*Short problem*: Pull out every line of the data below that contains the word "white".

*Records for the task*:
** begin **

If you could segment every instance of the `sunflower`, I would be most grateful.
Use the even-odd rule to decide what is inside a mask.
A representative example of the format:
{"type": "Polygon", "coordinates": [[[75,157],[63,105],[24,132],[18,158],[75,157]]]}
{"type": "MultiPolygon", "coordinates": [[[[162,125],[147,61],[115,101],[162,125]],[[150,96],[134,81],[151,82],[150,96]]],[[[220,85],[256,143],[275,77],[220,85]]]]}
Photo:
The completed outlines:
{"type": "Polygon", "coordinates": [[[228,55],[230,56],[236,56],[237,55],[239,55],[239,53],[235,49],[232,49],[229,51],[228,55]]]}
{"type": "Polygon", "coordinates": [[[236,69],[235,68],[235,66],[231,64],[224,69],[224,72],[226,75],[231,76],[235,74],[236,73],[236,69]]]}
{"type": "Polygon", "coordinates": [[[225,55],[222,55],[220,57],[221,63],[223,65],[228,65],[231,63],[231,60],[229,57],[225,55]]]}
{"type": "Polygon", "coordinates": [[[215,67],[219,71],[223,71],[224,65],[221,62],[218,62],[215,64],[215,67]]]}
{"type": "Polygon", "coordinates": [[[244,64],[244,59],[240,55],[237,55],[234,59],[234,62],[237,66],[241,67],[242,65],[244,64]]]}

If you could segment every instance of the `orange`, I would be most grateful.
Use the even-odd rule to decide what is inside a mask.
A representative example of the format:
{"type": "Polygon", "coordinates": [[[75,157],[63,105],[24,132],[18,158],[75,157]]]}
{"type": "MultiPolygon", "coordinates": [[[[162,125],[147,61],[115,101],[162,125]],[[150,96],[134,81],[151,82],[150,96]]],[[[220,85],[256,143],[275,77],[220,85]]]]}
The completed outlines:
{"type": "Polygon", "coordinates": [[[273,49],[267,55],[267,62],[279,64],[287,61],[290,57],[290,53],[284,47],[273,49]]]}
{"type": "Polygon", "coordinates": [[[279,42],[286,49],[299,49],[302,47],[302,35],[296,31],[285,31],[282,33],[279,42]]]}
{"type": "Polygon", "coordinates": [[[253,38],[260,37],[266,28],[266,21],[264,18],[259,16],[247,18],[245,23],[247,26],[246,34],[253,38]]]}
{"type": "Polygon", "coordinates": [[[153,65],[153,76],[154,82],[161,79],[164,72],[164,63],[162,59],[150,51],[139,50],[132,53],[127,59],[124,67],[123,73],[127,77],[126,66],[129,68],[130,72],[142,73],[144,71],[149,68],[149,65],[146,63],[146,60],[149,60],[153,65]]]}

** end **
** begin **

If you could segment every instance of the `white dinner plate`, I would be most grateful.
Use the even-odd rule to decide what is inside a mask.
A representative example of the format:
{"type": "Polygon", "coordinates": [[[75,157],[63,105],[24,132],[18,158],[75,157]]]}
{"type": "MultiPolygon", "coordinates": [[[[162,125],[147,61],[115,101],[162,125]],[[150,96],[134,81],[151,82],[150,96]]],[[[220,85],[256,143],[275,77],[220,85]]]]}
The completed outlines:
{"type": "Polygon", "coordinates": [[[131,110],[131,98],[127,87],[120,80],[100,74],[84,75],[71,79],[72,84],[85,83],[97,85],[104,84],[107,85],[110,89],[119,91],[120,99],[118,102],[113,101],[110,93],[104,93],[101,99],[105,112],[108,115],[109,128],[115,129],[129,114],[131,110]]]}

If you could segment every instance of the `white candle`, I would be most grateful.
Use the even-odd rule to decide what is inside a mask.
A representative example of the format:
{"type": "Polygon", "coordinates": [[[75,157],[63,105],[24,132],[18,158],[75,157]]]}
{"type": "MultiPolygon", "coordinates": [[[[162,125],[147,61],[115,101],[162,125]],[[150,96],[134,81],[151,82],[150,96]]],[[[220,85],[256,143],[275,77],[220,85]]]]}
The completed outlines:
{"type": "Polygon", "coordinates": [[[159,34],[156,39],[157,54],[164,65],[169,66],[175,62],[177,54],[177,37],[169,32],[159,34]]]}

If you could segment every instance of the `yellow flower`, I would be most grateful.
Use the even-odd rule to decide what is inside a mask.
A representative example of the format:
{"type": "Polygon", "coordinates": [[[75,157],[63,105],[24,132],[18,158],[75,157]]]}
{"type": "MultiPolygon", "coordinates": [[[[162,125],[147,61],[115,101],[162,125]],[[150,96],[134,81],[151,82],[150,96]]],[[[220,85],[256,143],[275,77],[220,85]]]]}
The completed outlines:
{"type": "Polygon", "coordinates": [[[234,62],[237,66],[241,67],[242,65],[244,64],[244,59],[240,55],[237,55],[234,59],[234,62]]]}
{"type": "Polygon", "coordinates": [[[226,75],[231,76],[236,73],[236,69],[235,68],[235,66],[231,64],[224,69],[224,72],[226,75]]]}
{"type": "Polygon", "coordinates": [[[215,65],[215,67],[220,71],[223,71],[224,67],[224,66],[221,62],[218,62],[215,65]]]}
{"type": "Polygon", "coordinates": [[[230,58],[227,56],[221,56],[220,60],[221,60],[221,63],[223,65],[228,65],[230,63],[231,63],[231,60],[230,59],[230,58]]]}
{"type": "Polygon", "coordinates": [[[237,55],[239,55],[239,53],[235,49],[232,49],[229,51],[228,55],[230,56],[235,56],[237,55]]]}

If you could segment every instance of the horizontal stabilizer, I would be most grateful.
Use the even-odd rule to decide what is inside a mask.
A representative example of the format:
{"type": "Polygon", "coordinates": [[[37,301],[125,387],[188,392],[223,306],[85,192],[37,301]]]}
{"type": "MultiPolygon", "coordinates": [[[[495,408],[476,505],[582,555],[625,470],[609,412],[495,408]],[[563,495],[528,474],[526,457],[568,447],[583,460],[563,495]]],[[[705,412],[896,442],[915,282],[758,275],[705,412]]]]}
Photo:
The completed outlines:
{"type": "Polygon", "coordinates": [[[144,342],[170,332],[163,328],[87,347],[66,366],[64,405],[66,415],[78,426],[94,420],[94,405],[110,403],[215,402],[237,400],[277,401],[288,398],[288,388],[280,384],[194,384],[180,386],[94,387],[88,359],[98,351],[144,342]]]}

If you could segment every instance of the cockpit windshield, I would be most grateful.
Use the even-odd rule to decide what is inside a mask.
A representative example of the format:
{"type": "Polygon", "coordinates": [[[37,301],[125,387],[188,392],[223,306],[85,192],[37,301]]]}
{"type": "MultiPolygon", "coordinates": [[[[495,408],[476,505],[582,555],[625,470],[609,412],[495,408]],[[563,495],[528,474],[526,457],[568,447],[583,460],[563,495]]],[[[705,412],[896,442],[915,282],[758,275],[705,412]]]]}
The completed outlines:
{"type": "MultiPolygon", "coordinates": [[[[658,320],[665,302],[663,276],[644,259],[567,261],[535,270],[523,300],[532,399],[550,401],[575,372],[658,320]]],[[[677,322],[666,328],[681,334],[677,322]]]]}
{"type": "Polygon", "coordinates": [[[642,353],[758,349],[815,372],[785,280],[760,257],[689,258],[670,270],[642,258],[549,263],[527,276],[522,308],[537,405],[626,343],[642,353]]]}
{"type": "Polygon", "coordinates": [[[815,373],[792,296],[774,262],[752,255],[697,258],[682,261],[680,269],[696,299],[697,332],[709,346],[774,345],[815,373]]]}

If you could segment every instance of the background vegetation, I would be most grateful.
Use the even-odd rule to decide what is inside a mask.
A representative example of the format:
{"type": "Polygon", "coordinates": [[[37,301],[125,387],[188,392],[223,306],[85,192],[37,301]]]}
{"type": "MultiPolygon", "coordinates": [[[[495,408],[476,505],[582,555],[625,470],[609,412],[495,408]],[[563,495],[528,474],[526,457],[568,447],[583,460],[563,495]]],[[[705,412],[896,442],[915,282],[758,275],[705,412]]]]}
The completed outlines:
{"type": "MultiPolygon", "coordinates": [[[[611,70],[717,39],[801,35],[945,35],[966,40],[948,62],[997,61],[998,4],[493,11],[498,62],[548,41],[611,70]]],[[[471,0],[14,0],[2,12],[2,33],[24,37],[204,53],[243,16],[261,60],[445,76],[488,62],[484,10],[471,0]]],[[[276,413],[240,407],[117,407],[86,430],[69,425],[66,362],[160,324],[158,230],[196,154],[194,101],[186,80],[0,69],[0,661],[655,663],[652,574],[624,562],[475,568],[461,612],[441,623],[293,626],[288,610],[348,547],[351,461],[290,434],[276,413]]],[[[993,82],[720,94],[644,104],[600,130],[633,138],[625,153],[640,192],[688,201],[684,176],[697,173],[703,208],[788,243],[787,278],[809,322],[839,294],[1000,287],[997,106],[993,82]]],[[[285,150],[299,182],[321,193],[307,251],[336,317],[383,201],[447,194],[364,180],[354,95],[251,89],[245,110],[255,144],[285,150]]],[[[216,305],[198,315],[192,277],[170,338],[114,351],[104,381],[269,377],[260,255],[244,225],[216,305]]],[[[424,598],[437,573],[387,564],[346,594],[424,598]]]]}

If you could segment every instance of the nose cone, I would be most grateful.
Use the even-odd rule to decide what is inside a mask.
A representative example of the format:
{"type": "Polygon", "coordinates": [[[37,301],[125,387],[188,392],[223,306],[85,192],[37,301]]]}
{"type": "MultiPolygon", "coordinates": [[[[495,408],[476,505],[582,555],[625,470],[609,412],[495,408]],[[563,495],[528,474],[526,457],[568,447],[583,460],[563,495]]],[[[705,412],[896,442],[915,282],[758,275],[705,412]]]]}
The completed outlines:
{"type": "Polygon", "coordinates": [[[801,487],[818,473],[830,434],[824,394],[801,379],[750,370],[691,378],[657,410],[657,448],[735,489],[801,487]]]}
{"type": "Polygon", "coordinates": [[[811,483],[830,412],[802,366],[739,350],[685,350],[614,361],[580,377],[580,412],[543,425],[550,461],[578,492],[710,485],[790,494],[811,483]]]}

** end **

*The reply*:
If you could segment every instance of the `white dinner plate`, I would be most grateful.
If you could segment every instance of the `white candle`, I would be most grateful.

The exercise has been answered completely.